## TASKS AND EXERCISES
1/ Answer these questions from the Noise language guide below, one answer per line marked to match:
(a) What character separates the statements in a Noise program?
(b) What command starts the REPL?
(c) What forces sampling to happen in Noise?
2/ Sum up the Noise language guide below in two sentences.
3/ Proceed with the Noise language guide below, picking up after its final sentence.

The language guide
Writing Noise
Noise is a small, expression-based probabilistic language: every value is a probability
distribution, and you compute probabilities and expectations by Monte Carlo. A program is a
sequence of ;-separated statements and its result is the value of the last statement. This
guide is self-contained — everything you need to write correct, idiomatic Noise is below.
Run it
cargo run -p noise-cli -- file.noise # run a program; prints the LAST statement's value
cargo run -p noise-cli # REPL (one line at a time, persistent env)
(If a noise binary is installed, noise file.noise / noise work the same way.)
The mental model
Four load-bearing rules. Internalize these and the rest follows.
-
Everything is a distribution. A number is just the degenerate case — a point mass (
mean(5)=5,variance(5)=0,P(5>3)=1). Operators map distributions to distributions uniformly, soP,E,Var,Qapply to anything. -
~draws;=transforms.name ~ distis a stochastic node — it draws a fresh random variable, and~is the only thing that draws.name = expris a deterministic node — a transform, a constant, or an undrawn recipe. You cannot do arithmetic on an undrawn recipe:unif(0, 1) + 3 # ERROR — unif(...) is a recipe, not a number X ~ unif(0, 1); X + 3 # correct — draw with ~, then transform with =unif,unif_int,bernoulli,normal, … all return an undrawn recipe. Bind a recipe with=to name it (Die = unif_int(1, 6)), then draw it with~(a ~ Die). -
One name = one fixed node. Every mention of a name is the same draw, exactly like
Xin math. SoX + Xis2X,X - Xis exactly0, andP(X == 6 && X > 3)uses oneX. There is no re-draw on reuse. -
Independence is explicit. Two independent draws come from two
~declarations, or from the shaped draw~[n] dist— never from repeating a name.A ~ unif_int(1, 6); B ~ unif_int(1, 6) # two independent dice dice ~[2] unif_int(1, 6) # same thing, as a length-2 array
Nothing is sampled until a query (P/E/Var/Q) forces it; everything upstream stays symbolic.

## RECORDS PROVIDED

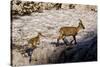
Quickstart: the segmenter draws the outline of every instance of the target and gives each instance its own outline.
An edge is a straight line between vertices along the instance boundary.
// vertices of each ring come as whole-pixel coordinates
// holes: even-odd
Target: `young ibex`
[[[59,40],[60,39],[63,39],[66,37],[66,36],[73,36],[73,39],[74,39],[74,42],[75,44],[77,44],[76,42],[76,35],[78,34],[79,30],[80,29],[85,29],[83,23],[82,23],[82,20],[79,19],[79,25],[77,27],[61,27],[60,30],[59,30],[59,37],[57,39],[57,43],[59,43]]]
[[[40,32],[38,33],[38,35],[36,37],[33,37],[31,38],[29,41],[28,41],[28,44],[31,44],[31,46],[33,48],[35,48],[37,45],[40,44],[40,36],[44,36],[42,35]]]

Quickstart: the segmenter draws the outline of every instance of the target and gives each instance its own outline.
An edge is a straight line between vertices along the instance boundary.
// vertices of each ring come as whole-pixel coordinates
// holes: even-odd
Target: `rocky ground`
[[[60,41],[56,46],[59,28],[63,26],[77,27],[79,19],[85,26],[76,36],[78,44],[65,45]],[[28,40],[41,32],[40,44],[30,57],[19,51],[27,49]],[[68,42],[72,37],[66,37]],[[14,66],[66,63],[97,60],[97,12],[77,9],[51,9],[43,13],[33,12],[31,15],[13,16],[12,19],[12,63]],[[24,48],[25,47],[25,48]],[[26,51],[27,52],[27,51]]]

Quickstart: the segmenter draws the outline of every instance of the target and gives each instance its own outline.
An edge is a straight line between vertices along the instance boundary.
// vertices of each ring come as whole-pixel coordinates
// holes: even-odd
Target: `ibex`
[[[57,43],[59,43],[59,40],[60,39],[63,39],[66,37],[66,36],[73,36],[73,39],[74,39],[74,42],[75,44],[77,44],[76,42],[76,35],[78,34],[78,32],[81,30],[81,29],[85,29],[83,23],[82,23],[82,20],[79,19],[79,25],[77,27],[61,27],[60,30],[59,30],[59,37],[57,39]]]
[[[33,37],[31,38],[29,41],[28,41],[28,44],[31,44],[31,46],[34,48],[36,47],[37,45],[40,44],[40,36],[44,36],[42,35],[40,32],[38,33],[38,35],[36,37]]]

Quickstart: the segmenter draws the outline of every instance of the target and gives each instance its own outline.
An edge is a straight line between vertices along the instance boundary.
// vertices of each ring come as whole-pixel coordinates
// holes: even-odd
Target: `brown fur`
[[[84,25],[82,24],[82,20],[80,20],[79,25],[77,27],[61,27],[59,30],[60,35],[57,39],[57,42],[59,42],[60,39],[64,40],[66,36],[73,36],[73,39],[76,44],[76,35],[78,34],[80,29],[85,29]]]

--

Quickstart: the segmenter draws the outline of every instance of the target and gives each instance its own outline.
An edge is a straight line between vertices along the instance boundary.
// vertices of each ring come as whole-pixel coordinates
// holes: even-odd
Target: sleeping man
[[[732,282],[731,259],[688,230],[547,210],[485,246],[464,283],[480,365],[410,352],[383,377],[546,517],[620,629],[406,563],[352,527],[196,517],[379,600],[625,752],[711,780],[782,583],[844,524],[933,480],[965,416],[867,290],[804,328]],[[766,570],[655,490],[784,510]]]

## ANSWERS PROVIDED
1/
(a) A semicolon (;).
(b) cargo run -p noise-cli
(c) A query (P/E/Var/Q) forces sampling.

2/ Noise is a small, expression-based probabilistic language in which every value is a probability distribution, and probabilities and expectations are computed by Monte Carlo. A program is a sequence of semicolon-separated statements whose result is the value of the last statement, and nothing is sampled until a query (P/E/Var/Q) forces it.

3/
Language reference
Lexical. Whitespace is insignificant (separates tokens). Comments run to end of line, started
by # or //. Numbers are f64 integer or decimal literals — no exponent syntax, and a
leading - is the unary-minus operator, not part of the literal. Identifiers are
[A-Za-z_][A-Za-z0-9_]*, case-sensitive. Reserved words: if else for in use true false.
Strings are double-quoted with no escape sequences ("like this"); they are a label/utility
type for Print and messages — a string can never enter a random-variable expression.
Operators (precedence low → high; all left-associative except ** and binding, which are
right-associative; prefix -/! bind tighter than everything below **, so -2 ** 2 == -4):
| Level | Operators | Meaning |
|---|---|---|
| 1 | = ~ | binding (right-assoc) |
| 2 | .. | half-open integer range [a, b) |
| 3 | || | logical or |
| 4 | && | logical and |
| 5 | == != < > <= >= | comparison |
| 6 | + - | add / subtract (+ also concatenates if either side is a string) |
| 7 | * / @ | multiply / divide (elementwise/broadcast) · @ = matrix product |
| 8 | ** | power (right-assoc) |
| 9 | prefix - ! ~ | negate · logical not · draw |
| 10 | postfix [index] | index (repeatable: M[i][j]) |
| 11 | call, () grouping, {} blocks |
Types & rules (every value is conceptually a distribution; these are the runtime forms):
number (point mass), bool (point mass on {T,F}), string, unit (), array (fixed-length,
known at build time), dist (a drawn random variable / distribution handle), estimate (a number
carrying a standard error, produced by P/E/Var), and signal (a lazy waveform).
- Arithmetic
+ - * / **need numbers → number (division &**are IEEE-754:1/0 == inf, no panic). With adistoperand the op lifts to adist; pure-constant subexprs fold eagerly. +concatenates when either side is a string (the other is stringified):"x = " + 5.- Ordering
< > <= >=need two numbers → bool. Equality== !=compares two values of the same primitive type → bool (mixed-type is an error). - Prefix
-needs a number; prefix!needs a bool. if cond { a } else { b }—condmust be aboolor a bool random variable (see “lifted if”).- No implicit coercions. Type mismatches are runtime errors with a source span.
- Scope is flat: blocks do not introduce a new scope — bindings made inside a block remain
visible afterwards. (This is how
for-loop accumulators work.)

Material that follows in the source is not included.